> Passage for review
From the light of summer the world in western eyes braces up for the shadows of winter. We have been going through the long, dark winter of the pandemic and natural calamities, climate change and the ongoing upheavals in the Ukraine, Afghanistan, the South China Sea etc. If we hold on to the faith that the Mother of the Redeemer exemplifies, must the light of the Savior’s coming be far behind?

Fourth, Mary’s birth, since it foreshadows Jesus’ birth, is a sign of the coming to flesh of God’s Word. The terse narrative of John referring to Jesus’ incarnation, “And the Word was made flesh, and dwelt among us” (Jn 1:14), is an oblique tribute to Mary’s birth. The one was only possible because the other already was real. In this sense Mary’s birth being a sign has some sacramental character. Her physical presence in the world will ultimately bring the physical presence of God to the world.

PCP II reflects on the Visitation account in Lk 1:39-45 and finds it very significant not only for Elizabeth and her family but also for us today. Mary already has Jesus in her womb (after the Annunciation) when she travels on foot to the hill country of Judah to visit her cousin Elizabeth also bearing the infant John the Baptist in her womb. The event is portrayed by PCP II as the “evangelized” Mary (because she has in her the presence of Jesus, the real Good News) also becoming an “evangelizing” one in that she brings the presence of Jesus to the family of Elizabeth, Zechariah and John, bearing fruit in their experience of joy.

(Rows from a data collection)
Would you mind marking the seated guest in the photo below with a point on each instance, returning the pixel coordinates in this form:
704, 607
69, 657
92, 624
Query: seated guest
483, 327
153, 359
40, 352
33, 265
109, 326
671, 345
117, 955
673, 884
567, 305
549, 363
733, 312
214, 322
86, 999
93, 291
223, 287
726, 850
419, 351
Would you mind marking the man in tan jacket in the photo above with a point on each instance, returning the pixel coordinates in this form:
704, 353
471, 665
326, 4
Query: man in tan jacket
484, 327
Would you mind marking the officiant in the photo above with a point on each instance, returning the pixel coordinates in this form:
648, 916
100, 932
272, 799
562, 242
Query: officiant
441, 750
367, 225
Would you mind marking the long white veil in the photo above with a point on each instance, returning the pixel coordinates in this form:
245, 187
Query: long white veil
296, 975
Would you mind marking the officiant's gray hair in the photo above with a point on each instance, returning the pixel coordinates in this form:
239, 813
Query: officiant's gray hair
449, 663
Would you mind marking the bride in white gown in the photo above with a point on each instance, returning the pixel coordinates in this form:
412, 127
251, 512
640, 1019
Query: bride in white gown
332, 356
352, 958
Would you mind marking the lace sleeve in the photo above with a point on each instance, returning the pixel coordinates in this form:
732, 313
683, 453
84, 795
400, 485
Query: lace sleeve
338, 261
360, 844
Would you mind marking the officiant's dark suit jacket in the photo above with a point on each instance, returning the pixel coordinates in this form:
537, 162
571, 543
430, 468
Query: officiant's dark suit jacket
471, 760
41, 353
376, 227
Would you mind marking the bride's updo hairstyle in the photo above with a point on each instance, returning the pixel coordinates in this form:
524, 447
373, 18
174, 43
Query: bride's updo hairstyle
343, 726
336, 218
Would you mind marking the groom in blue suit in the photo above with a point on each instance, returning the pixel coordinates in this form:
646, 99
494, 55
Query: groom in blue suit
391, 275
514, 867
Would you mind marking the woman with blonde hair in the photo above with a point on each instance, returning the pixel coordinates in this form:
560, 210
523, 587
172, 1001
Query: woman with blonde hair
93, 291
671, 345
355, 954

> Work instruction
Pick up the reflection on Mary's birth and the Visitation above and continue it from where it stops.

> Output of the task
Luke the evangelist tells us that Elizabeth’s baby “leapt in her womb” for joy and she herself “was filled with the Holy Spirit” (Lk 1:41). All that we are so familiar with today is sorrow over pandemic effects like multiple viruses, skyrocketing inflation and the threats to the environment, to world peace, to justice and to common brotherhood among humanity. Mary’s compassion as an expression of an evangelized person and community becoming likewise evangelizing urges us to be bringers of God’s presence (JC—the Good News) to a sorrow-laden world. Christians, with Mary, could, through Jesus the Good News that they proclaim, be instruments of turning this sorrow into joy.

Finally, the birth of Mary is an arrow in the direction of our own birth as disciples and as Body of her Son, the Christ. The Second Vatican Council’s teaching links the Church’s birth to the Paschal Mystery: “For it was from the side of Christ as He slept the sleep of death upon the cross that there came forth ‘the wondrous sacrament of the whole Church’” (Sacrosanctum Concilium, no. 5).

Need we stop there?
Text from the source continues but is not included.